**Problem description**
Reproduce every line of the data below, from the line containing "board, one line per instance." down to the line containing "(1034, 500)", both included, with the requests kept as they are. Scale each point coordinate by 0.3, round to the nearest whole number with halves going up, and give only those lines.
################
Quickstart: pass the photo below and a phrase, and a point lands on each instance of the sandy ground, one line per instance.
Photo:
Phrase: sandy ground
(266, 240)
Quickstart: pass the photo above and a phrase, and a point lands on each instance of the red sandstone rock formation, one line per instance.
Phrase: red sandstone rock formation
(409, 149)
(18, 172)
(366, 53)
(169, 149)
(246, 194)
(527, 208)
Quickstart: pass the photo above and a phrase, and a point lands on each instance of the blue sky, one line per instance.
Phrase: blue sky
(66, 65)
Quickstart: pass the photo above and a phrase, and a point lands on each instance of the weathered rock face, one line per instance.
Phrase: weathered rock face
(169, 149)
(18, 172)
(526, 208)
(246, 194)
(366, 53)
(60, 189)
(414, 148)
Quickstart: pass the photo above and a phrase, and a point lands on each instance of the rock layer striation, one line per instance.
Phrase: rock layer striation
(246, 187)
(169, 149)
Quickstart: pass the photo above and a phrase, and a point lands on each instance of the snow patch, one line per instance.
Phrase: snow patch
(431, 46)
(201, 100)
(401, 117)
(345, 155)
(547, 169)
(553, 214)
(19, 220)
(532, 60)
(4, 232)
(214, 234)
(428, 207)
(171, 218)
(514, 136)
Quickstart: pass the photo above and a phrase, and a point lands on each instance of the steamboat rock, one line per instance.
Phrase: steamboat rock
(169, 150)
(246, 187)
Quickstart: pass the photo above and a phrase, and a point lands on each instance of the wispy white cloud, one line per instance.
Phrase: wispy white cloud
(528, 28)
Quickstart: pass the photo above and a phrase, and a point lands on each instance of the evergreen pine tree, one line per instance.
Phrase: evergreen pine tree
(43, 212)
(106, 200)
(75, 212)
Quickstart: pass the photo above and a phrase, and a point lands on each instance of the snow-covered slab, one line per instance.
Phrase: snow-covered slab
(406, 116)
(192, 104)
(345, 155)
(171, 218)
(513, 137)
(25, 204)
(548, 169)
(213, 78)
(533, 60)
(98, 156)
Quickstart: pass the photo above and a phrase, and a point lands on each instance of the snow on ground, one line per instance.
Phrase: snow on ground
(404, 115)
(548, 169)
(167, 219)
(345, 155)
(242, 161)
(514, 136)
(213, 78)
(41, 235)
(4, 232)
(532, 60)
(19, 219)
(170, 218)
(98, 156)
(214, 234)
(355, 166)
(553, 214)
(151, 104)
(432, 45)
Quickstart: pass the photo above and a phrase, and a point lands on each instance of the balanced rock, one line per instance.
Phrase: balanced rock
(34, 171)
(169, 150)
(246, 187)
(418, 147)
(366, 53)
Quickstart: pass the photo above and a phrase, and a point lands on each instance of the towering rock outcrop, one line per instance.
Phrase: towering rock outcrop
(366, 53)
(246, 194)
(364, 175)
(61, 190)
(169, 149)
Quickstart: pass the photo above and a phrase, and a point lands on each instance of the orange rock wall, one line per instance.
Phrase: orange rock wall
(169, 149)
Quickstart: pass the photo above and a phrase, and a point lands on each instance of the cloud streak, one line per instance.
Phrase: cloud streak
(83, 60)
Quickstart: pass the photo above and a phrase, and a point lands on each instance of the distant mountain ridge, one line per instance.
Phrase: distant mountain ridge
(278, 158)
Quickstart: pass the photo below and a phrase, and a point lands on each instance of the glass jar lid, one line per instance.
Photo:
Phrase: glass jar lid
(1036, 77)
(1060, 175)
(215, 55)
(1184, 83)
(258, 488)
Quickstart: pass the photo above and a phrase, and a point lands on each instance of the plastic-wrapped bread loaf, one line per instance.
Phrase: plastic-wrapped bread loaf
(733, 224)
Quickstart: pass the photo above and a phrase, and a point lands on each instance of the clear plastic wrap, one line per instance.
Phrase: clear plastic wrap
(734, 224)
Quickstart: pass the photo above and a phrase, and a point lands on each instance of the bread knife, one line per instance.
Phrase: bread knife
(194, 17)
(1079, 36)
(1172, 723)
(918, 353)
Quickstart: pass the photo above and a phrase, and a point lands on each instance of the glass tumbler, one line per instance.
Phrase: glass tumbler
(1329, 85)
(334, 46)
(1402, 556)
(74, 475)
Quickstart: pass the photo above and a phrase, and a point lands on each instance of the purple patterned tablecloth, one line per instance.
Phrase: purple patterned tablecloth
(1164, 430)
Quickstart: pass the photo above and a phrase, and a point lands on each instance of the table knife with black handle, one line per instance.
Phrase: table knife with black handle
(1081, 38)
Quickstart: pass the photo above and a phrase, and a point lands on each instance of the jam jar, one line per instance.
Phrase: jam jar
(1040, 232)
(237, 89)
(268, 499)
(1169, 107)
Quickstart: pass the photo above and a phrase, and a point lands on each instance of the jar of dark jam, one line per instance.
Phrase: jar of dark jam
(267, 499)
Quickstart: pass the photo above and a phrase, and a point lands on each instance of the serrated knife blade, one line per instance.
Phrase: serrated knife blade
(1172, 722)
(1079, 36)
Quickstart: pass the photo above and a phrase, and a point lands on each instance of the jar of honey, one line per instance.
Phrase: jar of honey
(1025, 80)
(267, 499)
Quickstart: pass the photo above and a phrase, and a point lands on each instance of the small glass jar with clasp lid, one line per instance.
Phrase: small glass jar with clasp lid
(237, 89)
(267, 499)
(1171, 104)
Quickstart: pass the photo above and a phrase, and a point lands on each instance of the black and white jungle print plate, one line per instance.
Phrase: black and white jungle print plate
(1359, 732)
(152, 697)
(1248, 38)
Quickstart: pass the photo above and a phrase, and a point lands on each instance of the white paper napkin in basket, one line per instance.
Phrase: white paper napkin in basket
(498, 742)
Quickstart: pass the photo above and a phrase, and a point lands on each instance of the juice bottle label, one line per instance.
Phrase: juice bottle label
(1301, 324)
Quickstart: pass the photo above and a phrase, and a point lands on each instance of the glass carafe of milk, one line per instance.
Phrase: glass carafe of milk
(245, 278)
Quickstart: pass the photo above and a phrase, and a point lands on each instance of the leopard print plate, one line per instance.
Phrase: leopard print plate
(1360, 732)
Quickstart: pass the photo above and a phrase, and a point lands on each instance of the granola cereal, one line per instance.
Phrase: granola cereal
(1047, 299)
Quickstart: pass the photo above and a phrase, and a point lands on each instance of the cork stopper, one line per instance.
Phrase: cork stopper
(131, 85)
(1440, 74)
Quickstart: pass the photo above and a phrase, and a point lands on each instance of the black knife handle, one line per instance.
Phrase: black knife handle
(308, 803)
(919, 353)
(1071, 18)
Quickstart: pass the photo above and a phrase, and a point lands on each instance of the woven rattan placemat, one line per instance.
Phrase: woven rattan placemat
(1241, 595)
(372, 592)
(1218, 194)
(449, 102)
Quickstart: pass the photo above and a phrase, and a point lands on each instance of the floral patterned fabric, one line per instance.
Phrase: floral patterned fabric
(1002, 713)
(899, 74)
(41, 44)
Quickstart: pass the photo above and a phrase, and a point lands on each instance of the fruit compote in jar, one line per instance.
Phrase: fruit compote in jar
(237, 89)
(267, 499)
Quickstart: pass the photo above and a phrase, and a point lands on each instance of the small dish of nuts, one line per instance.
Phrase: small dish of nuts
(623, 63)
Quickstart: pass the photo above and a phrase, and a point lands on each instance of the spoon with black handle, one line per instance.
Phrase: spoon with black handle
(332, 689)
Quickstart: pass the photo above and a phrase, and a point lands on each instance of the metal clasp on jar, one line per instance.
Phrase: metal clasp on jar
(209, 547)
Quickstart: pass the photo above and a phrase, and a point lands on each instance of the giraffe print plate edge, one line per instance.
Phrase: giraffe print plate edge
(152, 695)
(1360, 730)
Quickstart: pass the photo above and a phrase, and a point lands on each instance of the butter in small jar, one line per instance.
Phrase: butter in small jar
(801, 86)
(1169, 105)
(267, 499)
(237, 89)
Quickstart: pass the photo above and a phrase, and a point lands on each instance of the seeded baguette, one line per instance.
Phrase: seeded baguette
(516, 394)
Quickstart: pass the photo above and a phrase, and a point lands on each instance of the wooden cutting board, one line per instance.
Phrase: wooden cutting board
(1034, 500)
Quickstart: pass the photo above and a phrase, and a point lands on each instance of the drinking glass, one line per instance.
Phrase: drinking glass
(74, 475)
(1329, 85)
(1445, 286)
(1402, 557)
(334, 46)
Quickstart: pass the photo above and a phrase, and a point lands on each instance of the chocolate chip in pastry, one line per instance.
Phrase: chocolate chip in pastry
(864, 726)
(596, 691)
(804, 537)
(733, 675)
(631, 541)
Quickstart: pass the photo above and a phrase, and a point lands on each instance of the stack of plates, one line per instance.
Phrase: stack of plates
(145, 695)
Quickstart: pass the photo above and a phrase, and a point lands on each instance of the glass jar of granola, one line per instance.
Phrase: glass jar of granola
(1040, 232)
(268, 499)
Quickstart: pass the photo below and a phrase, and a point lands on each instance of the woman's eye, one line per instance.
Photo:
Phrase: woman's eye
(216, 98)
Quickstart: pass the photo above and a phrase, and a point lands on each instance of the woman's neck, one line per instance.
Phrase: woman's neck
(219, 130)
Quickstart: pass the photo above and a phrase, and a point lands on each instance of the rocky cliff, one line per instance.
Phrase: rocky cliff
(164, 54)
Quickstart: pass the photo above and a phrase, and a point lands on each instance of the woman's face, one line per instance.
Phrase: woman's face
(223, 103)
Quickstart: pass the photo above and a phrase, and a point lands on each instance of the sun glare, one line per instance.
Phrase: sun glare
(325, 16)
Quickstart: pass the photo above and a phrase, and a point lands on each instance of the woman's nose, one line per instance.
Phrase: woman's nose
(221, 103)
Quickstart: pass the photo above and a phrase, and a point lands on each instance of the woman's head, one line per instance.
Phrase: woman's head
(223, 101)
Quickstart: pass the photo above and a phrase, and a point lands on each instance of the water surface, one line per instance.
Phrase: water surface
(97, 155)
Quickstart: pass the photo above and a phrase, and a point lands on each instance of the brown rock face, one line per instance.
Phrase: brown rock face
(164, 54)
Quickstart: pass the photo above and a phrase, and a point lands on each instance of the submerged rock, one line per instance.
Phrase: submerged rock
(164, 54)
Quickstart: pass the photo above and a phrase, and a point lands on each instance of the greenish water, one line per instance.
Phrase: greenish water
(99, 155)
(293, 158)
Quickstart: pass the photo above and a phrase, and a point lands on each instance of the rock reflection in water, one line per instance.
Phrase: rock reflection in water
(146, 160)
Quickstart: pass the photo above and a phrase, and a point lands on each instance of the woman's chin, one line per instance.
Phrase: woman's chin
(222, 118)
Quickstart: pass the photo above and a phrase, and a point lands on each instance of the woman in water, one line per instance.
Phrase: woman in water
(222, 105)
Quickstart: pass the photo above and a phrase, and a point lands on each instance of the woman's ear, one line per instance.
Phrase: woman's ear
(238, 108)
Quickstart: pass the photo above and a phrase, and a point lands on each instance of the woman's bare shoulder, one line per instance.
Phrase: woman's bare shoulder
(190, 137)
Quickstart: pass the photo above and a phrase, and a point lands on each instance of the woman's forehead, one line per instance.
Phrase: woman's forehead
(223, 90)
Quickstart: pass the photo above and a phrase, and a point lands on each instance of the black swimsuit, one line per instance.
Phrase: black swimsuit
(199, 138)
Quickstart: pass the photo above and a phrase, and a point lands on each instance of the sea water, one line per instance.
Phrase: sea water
################
**Expected answer**
Quickstart: pass the photo above and a phrase, and a point lands on each instance of the wooden cutting board, one line per instance.
Phrase: wooden cutting board
(310, 150)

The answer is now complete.